Rewrite the lines of the records below, swapping "trousers" for "pants" and changing nothing else, and omit the pictures from your answer.

DATA EXCERPTS:
>> begin

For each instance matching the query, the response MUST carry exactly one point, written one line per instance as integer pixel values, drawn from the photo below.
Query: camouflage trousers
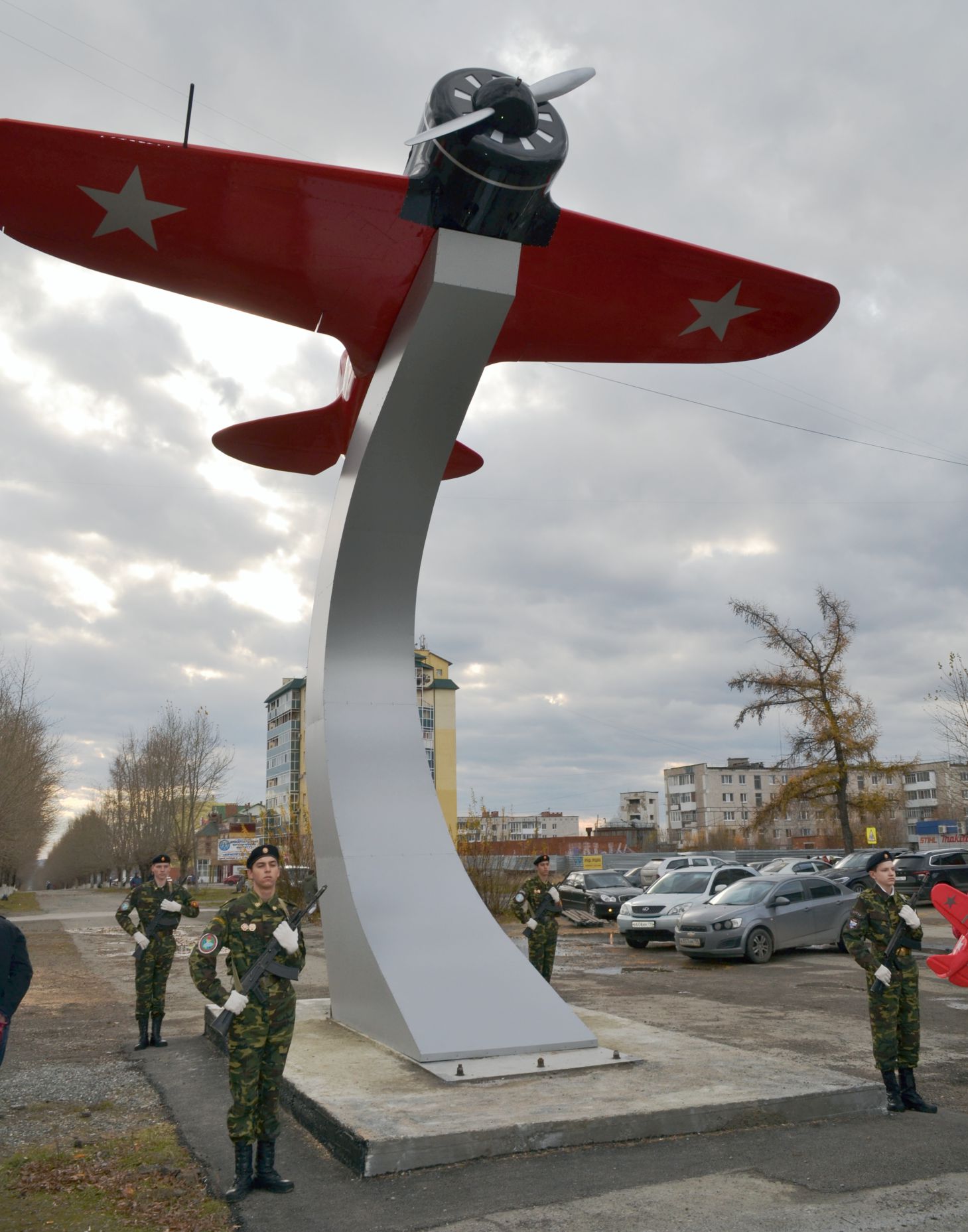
(259, 1042)
(896, 1019)
(541, 949)
(151, 975)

>> end

OUTPUT:
For each instance matching the query, the response MUST carry exactly one point, written one line per instance as integer pixel values, drawn from the photo below.
Query: camouflage pants
(259, 1042)
(896, 1019)
(541, 949)
(151, 975)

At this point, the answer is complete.